Using MemSQL in AWS Glue (as source and target)

oemer.percin · September 29, 2020, 2:02pm

Dear all,

does anybody have any experience with using MemSQL in AWS Glue?
We have tried to read and write data , however we are getting the following error:

“An error occurred while calling o265.pyWriteDynamicFrame. Feature ‘CURSOR’ is not supported by MemSQL.3.1”

Our JDBC string looks like this:
jdbc:mysql://host:3306/database

jdbc:mariadb… seems to not be supported by AWS.

Hopefully someone has tried this, or is able to help us.

Thanks,
Ömer

carl · September 30, 2020, 7:28pm

Hi Ömer! We are actually working on this right now and have very recently (couple days ago) validated that it’s possible to use our MemSQL Spark Connector directly with AWS Glue. You can get our connector from GitHub - memsql/singlestore-spark-connector: A connector for MemSQL and Spark and here are the rough steps to get started:

Create an S3 bucket and folder.
Add the Spark Connector files to the folder.
Create another folder in the same bucket to be used as the Glue temporary directory in later steps.
Switch to the AWS Glue Service.
Click on Jobs on the left panel under ETL.
Provide a name for the job.
Select an IAM role. Create a new IAM role if one doesn’t already exist and be sure to add all Glue policies to this role.
Select the option for A new script to be authored by you.
Give the script a name.
Set the temporary directory to the one you created.
Expand Script libraries and job parameters:
Under the Dependent jars path, add entries for Spark Connector .jar files

Please let us know if you are able to get this working.

Cheers!

iblinov-ua · September 30, 2020, 8:45pm

Hi Ömer, it seems like you have an old version of MemSQL (3.1). Currently, the latest version of MemSQL is 7.1. An update to this version may solve your problem.
In addition, you may use the MariaDB driver in AWS Glue by providing a MariaDB jar in a Dependent jars path of your ETL Job.

Please let us know if it works for you.
Best Regards!

oemer.percin · October 8, 2020, 11:37am

Hi,
we are acutally using the most recent version of MemSQL (7.1).
I believe the shown error is a result of the MySQL drivers that were used, or some function that MemSQL does not support.

§ Given exercise 1
Answer these questions about the forum thread:
(a) What JDBC string does the first post give?
(b) According to iblinov-ua, what is the latest version of MemSQL?
(c) In carl's steps, where are entries for the Spark Connector .jar files added?
§ Given exercise 2
Reproduce the stretch of the forum thread from "Create another folder" through "script a name.", word for word.
Rely on the forum thread alone for every answer.

[Excerpts from a point labeling dataset]
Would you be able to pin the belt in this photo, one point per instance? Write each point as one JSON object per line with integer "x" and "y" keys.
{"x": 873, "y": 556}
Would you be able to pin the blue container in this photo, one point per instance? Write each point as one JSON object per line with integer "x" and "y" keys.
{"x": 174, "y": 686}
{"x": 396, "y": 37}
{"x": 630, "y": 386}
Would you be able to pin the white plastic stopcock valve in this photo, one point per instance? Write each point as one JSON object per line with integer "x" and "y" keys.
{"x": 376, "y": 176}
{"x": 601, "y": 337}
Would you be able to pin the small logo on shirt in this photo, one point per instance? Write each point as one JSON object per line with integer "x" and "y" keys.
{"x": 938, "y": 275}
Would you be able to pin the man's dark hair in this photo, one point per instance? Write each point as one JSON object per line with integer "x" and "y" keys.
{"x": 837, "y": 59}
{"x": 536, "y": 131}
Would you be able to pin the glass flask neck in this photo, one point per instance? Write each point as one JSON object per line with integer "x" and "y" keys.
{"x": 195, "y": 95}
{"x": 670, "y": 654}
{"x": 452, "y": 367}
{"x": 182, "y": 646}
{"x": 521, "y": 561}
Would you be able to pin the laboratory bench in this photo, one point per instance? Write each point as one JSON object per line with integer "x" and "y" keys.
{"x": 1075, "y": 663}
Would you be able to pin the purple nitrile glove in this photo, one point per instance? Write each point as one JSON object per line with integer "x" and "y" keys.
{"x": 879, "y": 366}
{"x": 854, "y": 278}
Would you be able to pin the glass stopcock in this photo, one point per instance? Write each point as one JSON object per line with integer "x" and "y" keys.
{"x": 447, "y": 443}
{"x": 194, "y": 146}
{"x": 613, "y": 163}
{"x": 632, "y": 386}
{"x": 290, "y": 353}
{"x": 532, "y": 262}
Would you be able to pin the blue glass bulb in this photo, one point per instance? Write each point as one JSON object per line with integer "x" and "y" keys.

§ Task response 1
(a) jdbc:mysql://host:3306/database
(b) 7.1
(c) Under the Dependent jars path

§ Task response 2
Create another folder in the same bucket to be used as the Glue temporary directory in later steps.
Switch to the AWS Glue Service.
Click on Jobs on the left panel under ETL.
Provide a name for the job.
Select an IAM role. Create a new IAM role if one doesn’t already exist and be sure to add all Glue policies to this role.
Select the option for A new script to be authored by you.
Give the script a name.